* [PROVIDED INFORMATION]:

#####

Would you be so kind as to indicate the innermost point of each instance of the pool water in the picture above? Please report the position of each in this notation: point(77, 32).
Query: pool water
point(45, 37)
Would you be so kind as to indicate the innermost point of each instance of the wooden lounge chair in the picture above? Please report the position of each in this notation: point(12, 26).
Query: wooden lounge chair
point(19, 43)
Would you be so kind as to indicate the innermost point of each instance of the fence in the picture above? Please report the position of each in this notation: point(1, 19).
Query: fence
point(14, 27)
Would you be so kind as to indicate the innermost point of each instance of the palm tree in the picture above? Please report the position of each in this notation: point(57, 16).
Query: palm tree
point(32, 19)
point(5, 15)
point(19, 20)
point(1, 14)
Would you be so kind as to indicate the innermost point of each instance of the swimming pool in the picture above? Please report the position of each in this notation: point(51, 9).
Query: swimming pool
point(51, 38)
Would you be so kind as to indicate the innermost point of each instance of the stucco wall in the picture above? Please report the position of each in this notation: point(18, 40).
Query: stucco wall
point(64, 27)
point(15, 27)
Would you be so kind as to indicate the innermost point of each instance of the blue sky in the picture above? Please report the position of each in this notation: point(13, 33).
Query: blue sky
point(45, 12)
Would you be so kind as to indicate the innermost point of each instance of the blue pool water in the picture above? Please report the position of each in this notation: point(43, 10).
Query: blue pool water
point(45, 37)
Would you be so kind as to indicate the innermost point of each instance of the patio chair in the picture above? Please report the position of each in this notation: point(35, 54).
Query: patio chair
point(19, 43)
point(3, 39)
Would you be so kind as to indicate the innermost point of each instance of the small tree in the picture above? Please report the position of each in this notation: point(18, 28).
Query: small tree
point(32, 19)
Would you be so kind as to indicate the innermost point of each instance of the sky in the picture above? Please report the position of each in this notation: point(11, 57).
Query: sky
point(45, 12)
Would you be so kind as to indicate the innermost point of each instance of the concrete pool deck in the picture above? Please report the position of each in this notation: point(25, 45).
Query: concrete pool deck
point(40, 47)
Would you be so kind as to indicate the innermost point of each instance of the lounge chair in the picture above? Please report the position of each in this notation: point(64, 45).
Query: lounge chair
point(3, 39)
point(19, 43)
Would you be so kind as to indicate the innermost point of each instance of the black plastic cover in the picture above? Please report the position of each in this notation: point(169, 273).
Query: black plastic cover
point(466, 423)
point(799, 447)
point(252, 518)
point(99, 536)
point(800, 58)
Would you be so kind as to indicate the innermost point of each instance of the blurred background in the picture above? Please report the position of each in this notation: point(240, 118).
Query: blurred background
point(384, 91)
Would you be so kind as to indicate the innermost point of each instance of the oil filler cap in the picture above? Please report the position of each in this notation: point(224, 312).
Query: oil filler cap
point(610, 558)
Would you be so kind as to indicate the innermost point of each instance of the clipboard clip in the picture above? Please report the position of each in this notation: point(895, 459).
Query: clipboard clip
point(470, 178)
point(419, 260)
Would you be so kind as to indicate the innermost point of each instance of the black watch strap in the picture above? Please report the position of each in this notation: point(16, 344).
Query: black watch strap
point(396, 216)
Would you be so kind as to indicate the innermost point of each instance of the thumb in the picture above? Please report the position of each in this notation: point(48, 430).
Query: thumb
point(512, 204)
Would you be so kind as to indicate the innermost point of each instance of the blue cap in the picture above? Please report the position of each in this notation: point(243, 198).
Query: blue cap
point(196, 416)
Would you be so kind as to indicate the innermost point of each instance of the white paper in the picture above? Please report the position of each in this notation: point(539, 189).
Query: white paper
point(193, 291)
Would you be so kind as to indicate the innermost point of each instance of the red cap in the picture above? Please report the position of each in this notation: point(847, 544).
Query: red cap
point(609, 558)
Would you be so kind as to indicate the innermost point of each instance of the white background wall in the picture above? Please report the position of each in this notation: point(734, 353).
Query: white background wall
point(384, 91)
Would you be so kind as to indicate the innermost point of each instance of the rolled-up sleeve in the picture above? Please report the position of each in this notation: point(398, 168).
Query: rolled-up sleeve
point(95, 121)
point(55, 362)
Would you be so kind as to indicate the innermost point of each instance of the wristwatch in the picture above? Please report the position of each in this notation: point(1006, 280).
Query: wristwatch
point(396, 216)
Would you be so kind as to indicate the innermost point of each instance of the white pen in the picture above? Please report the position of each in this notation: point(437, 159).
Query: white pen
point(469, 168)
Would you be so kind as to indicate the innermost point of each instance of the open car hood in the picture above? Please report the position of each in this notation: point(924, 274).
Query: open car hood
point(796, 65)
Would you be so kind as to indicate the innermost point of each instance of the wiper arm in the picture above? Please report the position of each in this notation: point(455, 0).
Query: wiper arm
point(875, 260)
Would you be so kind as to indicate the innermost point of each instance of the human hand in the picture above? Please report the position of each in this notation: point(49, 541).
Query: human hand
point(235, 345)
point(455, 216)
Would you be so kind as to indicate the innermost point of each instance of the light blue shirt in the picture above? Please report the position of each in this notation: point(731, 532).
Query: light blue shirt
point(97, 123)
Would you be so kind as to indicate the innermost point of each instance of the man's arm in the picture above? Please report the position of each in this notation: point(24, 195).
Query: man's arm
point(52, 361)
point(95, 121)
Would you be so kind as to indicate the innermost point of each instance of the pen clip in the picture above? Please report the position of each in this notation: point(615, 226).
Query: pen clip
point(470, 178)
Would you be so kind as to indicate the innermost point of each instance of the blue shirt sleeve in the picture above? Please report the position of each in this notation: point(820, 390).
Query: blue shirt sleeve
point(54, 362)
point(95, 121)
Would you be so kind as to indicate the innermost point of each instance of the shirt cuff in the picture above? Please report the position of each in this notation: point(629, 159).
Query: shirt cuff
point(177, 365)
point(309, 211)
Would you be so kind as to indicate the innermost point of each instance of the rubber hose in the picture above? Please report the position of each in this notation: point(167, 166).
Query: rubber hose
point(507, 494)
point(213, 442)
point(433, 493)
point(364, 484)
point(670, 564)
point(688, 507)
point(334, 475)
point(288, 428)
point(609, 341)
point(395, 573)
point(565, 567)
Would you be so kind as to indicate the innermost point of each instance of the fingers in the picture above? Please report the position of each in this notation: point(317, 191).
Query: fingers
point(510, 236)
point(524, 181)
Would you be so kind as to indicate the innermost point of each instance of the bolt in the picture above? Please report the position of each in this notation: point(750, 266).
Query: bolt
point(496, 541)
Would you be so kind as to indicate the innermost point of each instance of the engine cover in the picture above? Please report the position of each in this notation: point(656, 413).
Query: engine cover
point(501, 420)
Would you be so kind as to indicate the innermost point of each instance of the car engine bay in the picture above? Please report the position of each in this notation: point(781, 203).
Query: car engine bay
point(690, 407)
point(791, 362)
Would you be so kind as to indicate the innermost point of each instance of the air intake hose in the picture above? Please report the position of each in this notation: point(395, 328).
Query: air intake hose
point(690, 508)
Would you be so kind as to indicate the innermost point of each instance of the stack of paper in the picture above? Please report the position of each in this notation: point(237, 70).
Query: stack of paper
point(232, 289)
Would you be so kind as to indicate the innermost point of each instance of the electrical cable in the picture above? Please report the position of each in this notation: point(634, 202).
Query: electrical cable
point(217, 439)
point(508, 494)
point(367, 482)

#####

* [HOW TO COMPLETE THIS TASK]: Each entry above is to be transcribed word for word.

* [SOLUTION BELOW]:
Would you be so kind as to indicate the innermost point of each instance of the pool water in the picture above? Please report the position of each in this notation: point(77, 32).
Query: pool water
point(45, 37)
Would you be so kind as to indicate the innermost point of each instance of the wooden lounge chair in the picture above? Please report the position of each in this notation: point(12, 26).
Query: wooden lounge chair
point(19, 43)
Would you be so kind as to indicate the innermost point of each instance of the fence in the picture above? Please report the position of each in this notation: point(1, 19).
Query: fence
point(14, 27)
Would you be so kind as to indicate the innermost point of each instance of the palm tree in the picture above? Please report the position of each in this notation: point(57, 16).
Query: palm tree
point(32, 19)
point(5, 15)
point(19, 20)
point(1, 14)
Would you be so kind as to indicate the innermost point of each instance of the swimming pool in the picture above? Please report the position of each in this notation: point(51, 9).
Query: swimming pool
point(51, 38)
Would you be so kind as to indicate the innermost point of each instance of the stucco wall in the picture above? Please report the position of each in this notation: point(18, 40).
Query: stucco wall
point(64, 27)
point(15, 27)
Would you be so kind as to indicate the innermost point of each instance of the blue sky in the picture above? Please report the position of each in this notation: point(13, 33).
Query: blue sky
point(45, 12)
Would you be so kind as to indicate the innermost point of each instance of the blue pool water in the picture above? Please report the position of each in this notation: point(43, 10).
Query: blue pool water
point(45, 37)
Would you be so kind as to indicate the innermost point of each instance of the patio chair in the picture above? Please report the position of each in this notation: point(35, 54).
Query: patio chair
point(19, 43)
point(3, 39)
Would you be so kind as to indicate the innermost point of each instance of the small tree in the picture above? Please report the position of each in this notation: point(18, 28).
Query: small tree
point(32, 19)
Would you be so kind as to indicate the innermost point of each instance of the sky in the picture above? Please report the position of each in this notation: point(11, 57).
Query: sky
point(45, 12)
Would you be so kind as to indicate the innermost point of each instance of the concrete pool deck in the picture above? Please report the position of each in this notation: point(25, 45).
Query: concrete pool deck
point(40, 47)
Would you be so kind as to indicate the innermost point of each instance of the lounge chair in the picture above? Please report the position of each in this notation: point(64, 45).
Query: lounge chair
point(3, 39)
point(19, 43)
Would you be so kind as to indicate the innermost point of each instance of the black plastic cover in the picture above? Please report the position of each in this notation: point(169, 273).
Query: black plastic cover
point(466, 423)
point(799, 447)
point(252, 518)
point(99, 536)
point(800, 58)
Would you be so kind as to indicate the innermost point of each instance of the blurred background in the picture above? Please report the position of each in this notation: point(240, 118).
Query: blurred background
point(384, 91)
Would you be so kind as to indicate the innermost point of each instance of the oil filler cap in the picture above? Please report the position of each in this notation: point(224, 312).
Query: oil filler cap
point(610, 558)
Would you be so kind as to indicate the innermost point of each instance of the clipboard clip in the picture above? Please report the position of each in this notation: point(895, 459).
Query: clipboard clip
point(470, 178)
point(419, 260)
Would you be so kind as to indicate the innermost point of each instance of the black watch strap in the picture above? Please report the position of each in this notation: point(16, 344).
Query: black watch strap
point(396, 216)
Would you be so kind as to indicate the innermost point of each instance of the thumb in the picture above? Please report the position of each in this notation: point(48, 430).
Query: thumb
point(512, 204)
Would you be so kind as to indicate the innermost point of each instance of the blue cap in the picture above? Please report the position of each in this notation: point(243, 198).
Query: blue cap
point(196, 416)
Would you be so kind as to indicate the innermost point of each instance of the white paper in the picture above? Please report the position of each in this notation: point(539, 189).
Query: white paper
point(193, 291)
Would you be so kind as to indicate the innermost point of each instance of the red cap in the picture above? Please report the position of each in this notation: point(847, 544).
Query: red cap
point(609, 558)
Would you be so kind as to indicate the innermost point of each instance of the white background wall in the picture above? Please report the position of each in this notation: point(734, 353).
Query: white background wall
point(384, 91)
Would you be so kind as to indicate the innermost point of each instance of the rolled-up sleeve in the picture above? Please report the position of each in this notation: point(398, 168).
Query: rolled-up sleeve
point(95, 121)
point(55, 362)
Would you be so kind as to indicate the innermost point of each instance of the wristwatch in the picture above? Please report the position of each in this notation: point(1006, 280).
Query: wristwatch
point(396, 216)
Would you be so kind as to indicate the innermost point of each instance of the white pen in the picture above? Please report the position of each in this notation: point(437, 159).
Query: white pen
point(469, 168)
Would you be so kind as to indicate the innermost point of each instance of the open car hood in the picture above? Please report the position of each in this notation: point(924, 274).
Query: open car hood
point(796, 65)
Would you be so kind as to indicate the innermost point of each instance of the wiper arm in the picture above? Please report the position of each in this notation: point(455, 0).
Query: wiper arm
point(875, 260)
Would you be so kind as to indicate the innermost point of each instance of the human hand in the picture above? Please report the position of each in this notation: point(49, 541).
Query: human hand
point(235, 345)
point(455, 216)
Would you be so kind as to indicate the innermost point of each instance of the light blue shirt in the picture above? Please report the position of each in this notation: point(731, 532).
Query: light blue shirt
point(97, 123)
Would you be so kind as to indicate the innermost point of each instance of the man's arm in the picture above? Please report the position of each in this notation: point(24, 195).
Query: man's arm
point(52, 361)
point(95, 121)
Would you be so kind as to indicate the innermost point of each instance of the pen clip in the picture above? Please report the position of each in this notation: point(615, 226).
Query: pen clip
point(470, 178)
Would you be so kind as to indicate the innermost point of each instance of the blue shirt sleeve in the picture above? Please report the position of each in this notation: point(820, 390).
Query: blue shirt sleeve
point(54, 362)
point(95, 121)
Would you be so kind as to indicate the innermost point of each instance of the shirt cuff in the picture above? Please report the position of each in this notation: point(629, 159).
Query: shirt cuff
point(177, 365)
point(309, 211)
Would you be so kind as to indicate the innermost point of each instance of the rubber hose in the picture above? Please report the position of each in this notation: point(167, 166).
Query: rubber hose
point(507, 494)
point(213, 442)
point(433, 493)
point(364, 484)
point(670, 564)
point(688, 507)
point(334, 475)
point(288, 428)
point(609, 341)
point(395, 573)
point(565, 567)
Would you be so kind as to indicate the innermost point of each instance of the fingers in the picture above? Please report the position of each in this notation: point(317, 191).
Query: fingers
point(510, 236)
point(524, 181)
Would you be so kind as to indicate the innermost point of each instance of the bolt in the picture above? Please report the position of each in this notation: point(750, 266).
Query: bolt
point(496, 541)
Would you be so kind as to indicate the innermost point of each instance of the engine cover in the picture above? Please report the position of each in this notation: point(656, 413).
Query: engine cover
point(501, 420)
Would you be so kind as to indicate the innermost point of each instance of the car engine bay in the picture above? Please report the position of each in this notation: point(781, 203).
Query: car engine bay
point(690, 407)
point(791, 362)
Would you be so kind as to indicate the innermost point of each instance of the air intake hose in the picture above? Please report the position of each in this notation: point(395, 328).
Query: air intake hose
point(690, 508)
Would you be so kind as to indicate the innermost point of each instance of the stack of paper in the picture above? Please report the position of each in this notation: point(237, 70).
Query: stack of paper
point(232, 289)
Would you be so kind as to indicate the innermost point of each instance of the electrical cable in the picture above? Please report the position of each in this notation: point(634, 202).
Query: electrical cable
point(217, 439)
point(508, 494)
point(367, 482)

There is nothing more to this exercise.